Give the data below again with each "segmenter" switched to "outliner" and everything else left unchanged. Leave the pictures out of your output.

[Data from a source]
__________
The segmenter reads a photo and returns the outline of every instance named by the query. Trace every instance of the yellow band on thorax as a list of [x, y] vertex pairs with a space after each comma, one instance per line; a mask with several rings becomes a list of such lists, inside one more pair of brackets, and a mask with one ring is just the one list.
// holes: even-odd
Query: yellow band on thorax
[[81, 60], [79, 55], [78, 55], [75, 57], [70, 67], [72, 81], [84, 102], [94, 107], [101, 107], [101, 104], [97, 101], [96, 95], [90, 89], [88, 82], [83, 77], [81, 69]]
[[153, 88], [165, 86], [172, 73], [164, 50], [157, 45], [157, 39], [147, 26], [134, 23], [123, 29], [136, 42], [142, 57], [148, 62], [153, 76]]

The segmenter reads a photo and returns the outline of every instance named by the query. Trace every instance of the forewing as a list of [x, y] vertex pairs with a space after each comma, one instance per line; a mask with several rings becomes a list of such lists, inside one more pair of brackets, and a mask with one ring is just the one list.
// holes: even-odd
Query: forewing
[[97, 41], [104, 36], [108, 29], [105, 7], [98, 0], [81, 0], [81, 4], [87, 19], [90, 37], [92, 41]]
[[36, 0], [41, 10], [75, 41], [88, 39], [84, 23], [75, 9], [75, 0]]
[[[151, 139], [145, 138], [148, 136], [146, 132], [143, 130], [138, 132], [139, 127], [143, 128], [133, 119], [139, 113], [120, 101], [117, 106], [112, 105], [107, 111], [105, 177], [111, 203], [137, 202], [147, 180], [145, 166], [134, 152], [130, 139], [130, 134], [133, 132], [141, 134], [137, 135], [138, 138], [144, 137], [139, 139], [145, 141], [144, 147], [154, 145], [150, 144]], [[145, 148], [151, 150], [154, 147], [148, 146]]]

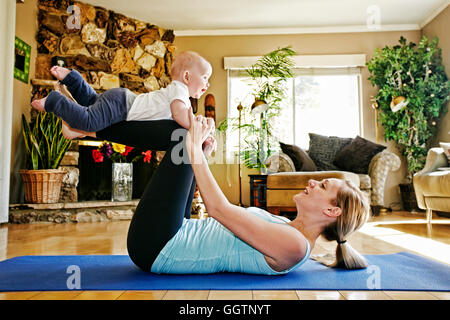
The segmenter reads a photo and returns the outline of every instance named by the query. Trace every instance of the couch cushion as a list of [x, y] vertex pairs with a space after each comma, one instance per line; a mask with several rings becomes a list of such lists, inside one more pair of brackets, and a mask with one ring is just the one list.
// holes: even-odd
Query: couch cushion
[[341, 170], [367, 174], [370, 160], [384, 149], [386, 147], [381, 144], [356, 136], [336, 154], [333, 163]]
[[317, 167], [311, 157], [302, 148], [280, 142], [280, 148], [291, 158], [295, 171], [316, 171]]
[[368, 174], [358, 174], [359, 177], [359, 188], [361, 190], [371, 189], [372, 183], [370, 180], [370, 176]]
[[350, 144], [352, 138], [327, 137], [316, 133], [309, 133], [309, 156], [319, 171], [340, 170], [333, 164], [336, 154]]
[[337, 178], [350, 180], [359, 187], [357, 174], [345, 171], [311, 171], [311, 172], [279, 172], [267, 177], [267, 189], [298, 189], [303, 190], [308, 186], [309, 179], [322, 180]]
__________
## Final result
The outliner reads a photo and returns the outline of every instance named by the query. Trace every instance of the yellow band on thorax as a list of [x, y] vertex pairs with a space after each comma, one instance per line; a mask with several rings becomes a list of such lists, inside one more pair of brackets, and a mask with one ring is just the one list.
// holes: even-odd
Query: yellow band on thorax
[[81, 60], [79, 55], [78, 55], [75, 57], [70, 67], [72, 81], [84, 102], [94, 107], [101, 107], [101, 104], [97, 101], [96, 95], [90, 89], [88, 82], [83, 77], [81, 69]]
[[153, 88], [165, 86], [172, 73], [164, 50], [157, 45], [157, 39], [147, 26], [134, 23], [123, 29], [136, 42], [142, 57], [148, 62], [153, 76]]

The outliner reads a photo and returns the outline of every instance named by the query. Trace every instance of the forewing as a list of [x, y] vertex pairs with a space after each comma, one instance per line; a mask with several rings becomes a list of such lists, inside one more pair of brackets, and a mask with one ring is just the one list.
// holes: even-odd
Query: forewing
[[97, 41], [104, 36], [108, 29], [105, 7], [98, 0], [81, 0], [81, 4], [87, 19], [90, 37], [92, 41]]
[[36, 0], [41, 10], [75, 41], [88, 39], [84, 23], [75, 9], [75, 0]]
[[[151, 139], [145, 138], [148, 136], [146, 132], [143, 130], [138, 132], [139, 127], [143, 128], [133, 119], [139, 113], [120, 101], [117, 106], [112, 105], [107, 111], [105, 177], [111, 203], [137, 202], [147, 180], [145, 166], [134, 152], [130, 139], [130, 134], [133, 132], [141, 134], [137, 135], [138, 138], [144, 137], [139, 139], [145, 141], [144, 147], [154, 145], [150, 144]], [[145, 148], [151, 150], [154, 147], [148, 146]]]

The outliner reads a photo and returns the outline of every instance named by the query. Trace every instance of the couch cushion as a list of [x, y] vertex pairs with a space after each comma, one instance per line; a mask with several rings becomes a list of such lists, inside one more pair of brackets, and a mask with one ring is just the one list.
// holes: even-odd
Query: couch cushion
[[341, 170], [367, 174], [370, 160], [384, 149], [386, 147], [381, 144], [356, 136], [336, 154], [333, 163]]
[[317, 167], [311, 157], [302, 148], [280, 142], [280, 148], [291, 158], [295, 171], [316, 171]]
[[368, 174], [358, 174], [359, 177], [359, 188], [361, 190], [371, 189], [372, 183], [370, 180], [370, 176]]
[[350, 144], [352, 138], [327, 137], [316, 133], [309, 133], [309, 156], [319, 171], [340, 170], [333, 164], [336, 154]]
[[337, 178], [350, 180], [359, 187], [357, 174], [345, 171], [311, 171], [311, 172], [279, 172], [267, 177], [267, 189], [298, 189], [303, 190], [308, 186], [309, 179], [322, 180]]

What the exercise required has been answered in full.